### [Action à mener A]
Répondez aux questions suivantes à partir de l'extrait sur les sites pollués :
(i) Combien de sites la première étude lancée en 1996 a-t-elle recensés ?
(ii) Quelle durée de délai de prescription la législation a-t-elle fixée ?
(iii) Quel métal a-t-on trouvé à des taux très élevés sur l'ancien site de fabrication de piles ?
### [Action à mener B]
Restituez tel quel le passage de l'extrait sur les sites pollués, en commençant à « Je ne sais pas » et en terminant à « des situations inextricables. ».

Corinne Lepage : À l’époque, nous disposions d’une liste des sites Seveso, mais il fallait la mettre à jour et l’affiner. En 1996, j’ai demandé à mon ministère de lancer une première étude, qui a recensé 800 sites. Ce chiffre m’a laissée dubitative : l’Allemagne en comptait environ 10 000… De là est née une étude plus approfondie, qui est un peu l’ancêtre des bases de données Basias et Basol. Aujourd’hui, il y a des milliers de sites classés.
Le travail de diagnostic sur les établissements sensibles a été interrompu il y a quelques années. Pourquoi ?
Je ne sais pas ! Le fond du problème est qu’il n’y a personne pour payer la dépollution. Qui dit pollution historique dit souvent disparition des auteurs. Et notre législation a fixé des délais de prescription de trente ans. S’il n’y a plus personne à condamner, le poids financier – astronomique – retombe sur la collectivité. J’ai des dossiers de personnes qui acquièrent des sites pollués et deviennent ainsi détentrices de déchets. Ce sont des situations inextricables.
La France s’est tellement désindustrialisée que beaucoup d’entreprises ont mis la clé sous la porte en laissant les lieux dans un état épouvantable. J’ai vu un site amianté où l’administration avait « oublié » d’envoyer un arrêté de fin d’exploitation et de dépollution. Je me souviens d’un autre, de fabrication de piles, où des stocks étaient restés dans le sous-sol. Les herbes avaient poussé, le site avait été vendu, des permis de construire accordés. Quand les travaux ont commencé, on s’est rendu compte qu’il y avait des taux de plomb délirants !
Quand l’entreprise existe toujours, pourquoi n’est-ce pas le principe pollueur-payeur qui s’applique ?
Parce que les industriels vont voir l’administration et font valoir le risque pour l’emploi. Notamment ceux qui travaillent pour la Défense nationale. Alors que des petites boîtes pas très propres se retrouvent en correctionnelle, il y a une certaine « compréhension » de l’administration face à de gros industriels. D’autant que, pendant longtemps, les communes percevaient la taxe professionnelle.

### [Entrées fournies]
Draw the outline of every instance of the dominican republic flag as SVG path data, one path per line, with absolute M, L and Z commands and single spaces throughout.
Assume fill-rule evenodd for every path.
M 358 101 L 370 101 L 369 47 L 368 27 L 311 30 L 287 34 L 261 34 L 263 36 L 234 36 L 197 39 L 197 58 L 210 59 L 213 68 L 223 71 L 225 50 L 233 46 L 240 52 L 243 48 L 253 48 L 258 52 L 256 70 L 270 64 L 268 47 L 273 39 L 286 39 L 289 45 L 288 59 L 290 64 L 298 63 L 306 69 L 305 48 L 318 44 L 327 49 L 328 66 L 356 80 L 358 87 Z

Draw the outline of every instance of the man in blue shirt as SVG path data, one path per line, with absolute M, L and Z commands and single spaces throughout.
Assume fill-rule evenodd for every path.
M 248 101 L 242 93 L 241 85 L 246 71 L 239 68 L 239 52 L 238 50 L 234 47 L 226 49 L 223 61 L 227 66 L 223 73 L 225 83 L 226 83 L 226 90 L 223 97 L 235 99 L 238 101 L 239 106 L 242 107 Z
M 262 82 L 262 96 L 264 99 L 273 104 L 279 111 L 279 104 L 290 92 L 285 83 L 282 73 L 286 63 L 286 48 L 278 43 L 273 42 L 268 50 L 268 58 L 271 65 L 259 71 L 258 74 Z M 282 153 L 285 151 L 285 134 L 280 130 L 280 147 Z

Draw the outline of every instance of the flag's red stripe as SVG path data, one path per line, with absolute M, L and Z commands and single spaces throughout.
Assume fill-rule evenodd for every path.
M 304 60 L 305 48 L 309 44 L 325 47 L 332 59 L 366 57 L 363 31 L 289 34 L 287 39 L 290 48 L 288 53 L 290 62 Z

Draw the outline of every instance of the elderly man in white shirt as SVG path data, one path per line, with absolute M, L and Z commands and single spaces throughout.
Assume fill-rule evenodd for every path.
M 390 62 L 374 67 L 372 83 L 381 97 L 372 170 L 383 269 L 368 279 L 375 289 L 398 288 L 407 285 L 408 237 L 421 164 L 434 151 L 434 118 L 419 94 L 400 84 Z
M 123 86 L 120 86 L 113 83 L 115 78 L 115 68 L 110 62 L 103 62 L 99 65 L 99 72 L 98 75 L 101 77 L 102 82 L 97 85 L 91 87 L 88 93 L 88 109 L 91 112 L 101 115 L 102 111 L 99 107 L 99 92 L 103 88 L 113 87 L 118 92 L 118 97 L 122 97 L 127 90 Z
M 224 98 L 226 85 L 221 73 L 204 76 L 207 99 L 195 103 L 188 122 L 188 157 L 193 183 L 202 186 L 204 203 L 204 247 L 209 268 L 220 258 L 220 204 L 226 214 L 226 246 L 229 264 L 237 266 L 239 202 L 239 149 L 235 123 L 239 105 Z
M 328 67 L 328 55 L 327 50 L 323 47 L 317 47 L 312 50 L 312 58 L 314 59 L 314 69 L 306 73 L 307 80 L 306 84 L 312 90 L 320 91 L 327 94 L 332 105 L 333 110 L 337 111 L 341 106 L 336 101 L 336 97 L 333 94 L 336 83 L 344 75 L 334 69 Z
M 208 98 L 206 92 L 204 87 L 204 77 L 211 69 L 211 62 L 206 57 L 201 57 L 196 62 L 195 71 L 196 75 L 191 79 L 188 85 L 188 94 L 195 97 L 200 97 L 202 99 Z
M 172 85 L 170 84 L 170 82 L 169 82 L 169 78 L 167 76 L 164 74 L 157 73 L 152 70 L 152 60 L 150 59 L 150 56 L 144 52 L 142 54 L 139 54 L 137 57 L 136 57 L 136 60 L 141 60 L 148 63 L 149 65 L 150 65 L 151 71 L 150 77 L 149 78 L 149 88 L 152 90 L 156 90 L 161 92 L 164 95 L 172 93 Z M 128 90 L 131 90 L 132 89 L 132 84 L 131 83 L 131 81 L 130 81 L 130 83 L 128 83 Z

### [Réponse A]
(i) 800 sites.
(ii) Trente ans.
(iii) Le plomb.

### [Réponse B]
Je ne sais pas ! Le fond du problème est qu’il n’y a personne pour payer la dépollution. Qui dit pollution historique dit souvent disparition des auteurs. Et notre législation a fixé des délais de prescription de trente ans. S’il n’y a plus personne à condamner, le poids financier – astronomique – retombe sur la collectivité. J’ai des dossiers de personnes qui acquièrent des sites pollués et deviennent ainsi détentrices de déchets. Ce sont des situations inextricables.